*Instructions for the task:*
A single number is the whole answer: the count of lines in the records where "brown" occurs.

*Provided data:*
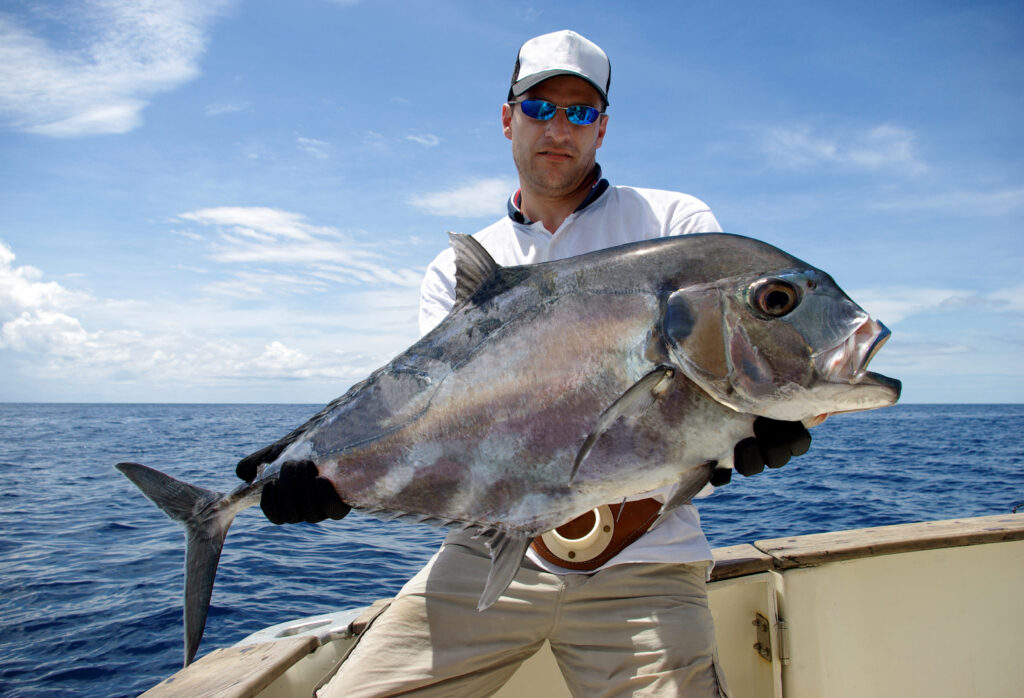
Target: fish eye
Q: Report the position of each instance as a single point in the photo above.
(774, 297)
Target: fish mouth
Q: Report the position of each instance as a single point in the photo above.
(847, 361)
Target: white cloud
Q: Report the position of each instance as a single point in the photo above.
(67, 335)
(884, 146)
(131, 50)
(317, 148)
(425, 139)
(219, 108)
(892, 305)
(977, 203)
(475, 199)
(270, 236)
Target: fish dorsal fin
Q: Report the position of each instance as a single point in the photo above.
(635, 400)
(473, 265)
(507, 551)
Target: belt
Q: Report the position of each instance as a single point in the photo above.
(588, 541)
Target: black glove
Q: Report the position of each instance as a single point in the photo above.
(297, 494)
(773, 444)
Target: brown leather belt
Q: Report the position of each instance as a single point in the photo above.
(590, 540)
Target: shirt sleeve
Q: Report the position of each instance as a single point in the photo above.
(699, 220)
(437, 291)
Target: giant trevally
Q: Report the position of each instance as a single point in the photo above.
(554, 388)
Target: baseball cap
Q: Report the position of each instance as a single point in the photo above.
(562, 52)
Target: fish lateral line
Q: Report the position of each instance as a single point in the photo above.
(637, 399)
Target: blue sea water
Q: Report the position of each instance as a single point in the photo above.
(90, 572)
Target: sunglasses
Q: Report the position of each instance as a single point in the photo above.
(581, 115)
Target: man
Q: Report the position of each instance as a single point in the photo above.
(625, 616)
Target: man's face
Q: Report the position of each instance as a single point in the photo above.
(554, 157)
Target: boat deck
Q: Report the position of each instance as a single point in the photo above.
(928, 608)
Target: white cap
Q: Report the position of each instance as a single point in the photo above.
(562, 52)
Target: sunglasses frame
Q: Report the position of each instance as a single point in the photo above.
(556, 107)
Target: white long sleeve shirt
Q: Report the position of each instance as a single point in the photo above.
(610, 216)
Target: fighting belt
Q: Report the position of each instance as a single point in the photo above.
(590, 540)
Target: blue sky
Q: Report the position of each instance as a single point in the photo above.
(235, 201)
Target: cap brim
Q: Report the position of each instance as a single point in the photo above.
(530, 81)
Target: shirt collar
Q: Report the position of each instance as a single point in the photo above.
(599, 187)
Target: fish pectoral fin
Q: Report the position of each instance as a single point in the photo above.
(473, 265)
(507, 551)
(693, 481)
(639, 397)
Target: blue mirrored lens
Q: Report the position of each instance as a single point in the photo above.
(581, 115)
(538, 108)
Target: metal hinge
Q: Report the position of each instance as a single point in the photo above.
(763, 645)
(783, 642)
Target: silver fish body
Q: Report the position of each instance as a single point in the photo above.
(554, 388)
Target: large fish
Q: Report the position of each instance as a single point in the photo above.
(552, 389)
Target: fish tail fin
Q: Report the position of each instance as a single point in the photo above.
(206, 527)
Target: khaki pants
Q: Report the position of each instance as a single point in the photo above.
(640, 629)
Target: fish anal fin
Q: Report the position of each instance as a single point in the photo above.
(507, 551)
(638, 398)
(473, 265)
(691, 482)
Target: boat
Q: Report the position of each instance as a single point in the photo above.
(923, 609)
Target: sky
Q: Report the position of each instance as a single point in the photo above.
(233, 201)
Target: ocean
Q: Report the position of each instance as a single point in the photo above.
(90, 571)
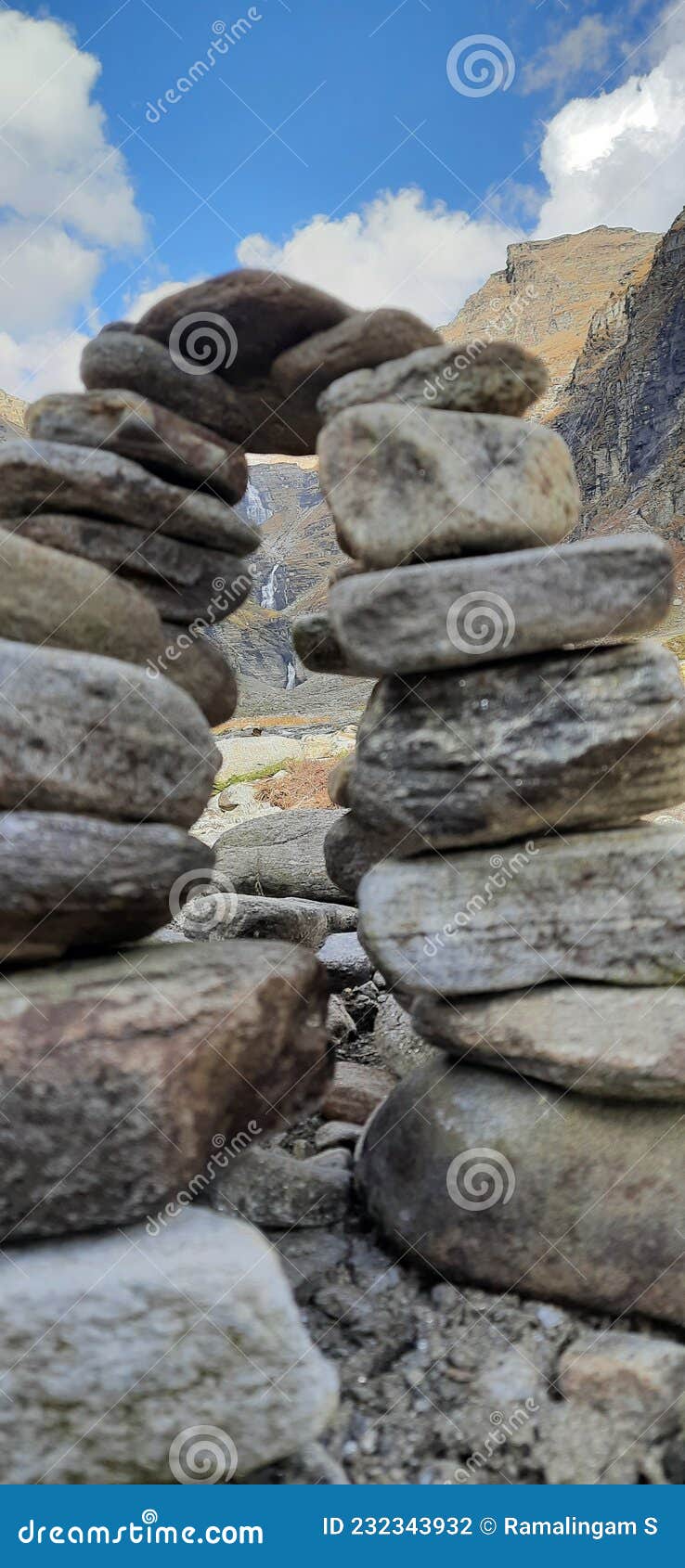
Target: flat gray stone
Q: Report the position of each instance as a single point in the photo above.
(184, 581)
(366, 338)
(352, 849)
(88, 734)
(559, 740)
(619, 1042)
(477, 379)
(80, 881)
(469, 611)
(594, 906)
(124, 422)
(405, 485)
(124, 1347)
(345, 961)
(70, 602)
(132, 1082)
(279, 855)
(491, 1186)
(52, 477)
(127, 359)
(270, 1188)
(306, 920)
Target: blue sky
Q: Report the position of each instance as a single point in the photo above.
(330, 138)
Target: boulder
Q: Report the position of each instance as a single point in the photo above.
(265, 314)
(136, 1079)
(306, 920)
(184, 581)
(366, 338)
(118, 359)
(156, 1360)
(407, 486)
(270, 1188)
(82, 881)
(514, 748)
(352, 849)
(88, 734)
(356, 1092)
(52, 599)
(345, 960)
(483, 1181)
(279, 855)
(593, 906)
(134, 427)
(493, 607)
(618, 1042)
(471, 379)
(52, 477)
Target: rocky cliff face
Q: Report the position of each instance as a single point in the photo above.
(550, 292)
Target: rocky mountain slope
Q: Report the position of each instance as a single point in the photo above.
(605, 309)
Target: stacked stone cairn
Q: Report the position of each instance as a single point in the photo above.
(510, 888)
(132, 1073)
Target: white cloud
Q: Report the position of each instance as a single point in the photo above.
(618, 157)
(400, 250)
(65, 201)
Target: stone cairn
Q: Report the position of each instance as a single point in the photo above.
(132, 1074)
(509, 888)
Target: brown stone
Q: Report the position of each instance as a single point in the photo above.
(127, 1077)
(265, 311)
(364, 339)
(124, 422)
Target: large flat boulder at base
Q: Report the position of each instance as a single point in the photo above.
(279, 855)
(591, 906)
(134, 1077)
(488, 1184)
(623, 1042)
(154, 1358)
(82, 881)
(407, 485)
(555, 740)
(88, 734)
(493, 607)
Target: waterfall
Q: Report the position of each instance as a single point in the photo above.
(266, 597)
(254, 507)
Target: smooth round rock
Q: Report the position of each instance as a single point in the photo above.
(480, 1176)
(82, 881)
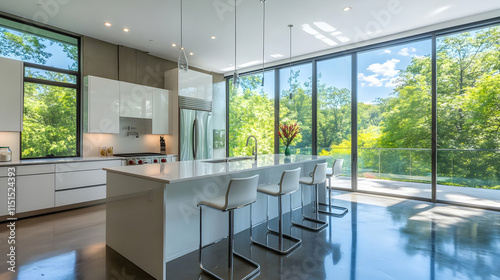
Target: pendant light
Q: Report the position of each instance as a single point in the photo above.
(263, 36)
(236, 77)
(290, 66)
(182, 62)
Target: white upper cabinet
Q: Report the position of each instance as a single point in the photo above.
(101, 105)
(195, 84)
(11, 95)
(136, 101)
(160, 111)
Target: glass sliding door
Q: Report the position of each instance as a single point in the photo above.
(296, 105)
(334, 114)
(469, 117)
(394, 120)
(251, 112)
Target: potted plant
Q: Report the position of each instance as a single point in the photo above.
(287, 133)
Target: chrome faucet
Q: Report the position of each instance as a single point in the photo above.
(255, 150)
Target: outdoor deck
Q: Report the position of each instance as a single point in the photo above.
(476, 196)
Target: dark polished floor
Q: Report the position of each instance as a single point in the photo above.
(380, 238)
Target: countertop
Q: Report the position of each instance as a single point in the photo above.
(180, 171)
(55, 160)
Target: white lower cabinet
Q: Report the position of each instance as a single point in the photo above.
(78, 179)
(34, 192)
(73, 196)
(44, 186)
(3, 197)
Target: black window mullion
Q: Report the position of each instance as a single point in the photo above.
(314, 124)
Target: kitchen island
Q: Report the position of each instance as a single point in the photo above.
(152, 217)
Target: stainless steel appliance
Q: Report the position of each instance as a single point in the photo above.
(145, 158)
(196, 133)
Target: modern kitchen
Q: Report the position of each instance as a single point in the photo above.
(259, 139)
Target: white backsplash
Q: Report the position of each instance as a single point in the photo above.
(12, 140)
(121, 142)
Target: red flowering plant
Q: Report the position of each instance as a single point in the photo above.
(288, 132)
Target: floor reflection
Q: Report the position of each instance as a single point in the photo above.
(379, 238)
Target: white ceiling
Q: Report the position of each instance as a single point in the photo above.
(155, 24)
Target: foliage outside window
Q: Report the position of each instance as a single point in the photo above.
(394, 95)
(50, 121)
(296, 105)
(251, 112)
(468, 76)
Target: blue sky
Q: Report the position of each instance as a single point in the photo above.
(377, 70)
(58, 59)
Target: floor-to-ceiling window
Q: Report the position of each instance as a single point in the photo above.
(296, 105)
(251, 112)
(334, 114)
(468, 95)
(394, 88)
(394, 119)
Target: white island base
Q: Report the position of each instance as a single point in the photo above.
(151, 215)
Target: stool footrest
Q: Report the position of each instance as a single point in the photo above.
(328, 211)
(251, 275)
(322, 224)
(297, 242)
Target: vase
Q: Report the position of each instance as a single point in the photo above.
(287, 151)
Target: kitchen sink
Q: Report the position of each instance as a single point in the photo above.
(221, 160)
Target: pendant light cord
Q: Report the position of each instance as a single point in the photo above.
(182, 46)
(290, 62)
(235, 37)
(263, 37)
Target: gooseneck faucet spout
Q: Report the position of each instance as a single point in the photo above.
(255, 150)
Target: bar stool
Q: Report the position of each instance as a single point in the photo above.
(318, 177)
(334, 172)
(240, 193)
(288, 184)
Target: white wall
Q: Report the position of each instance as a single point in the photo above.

*Result of the task:*
2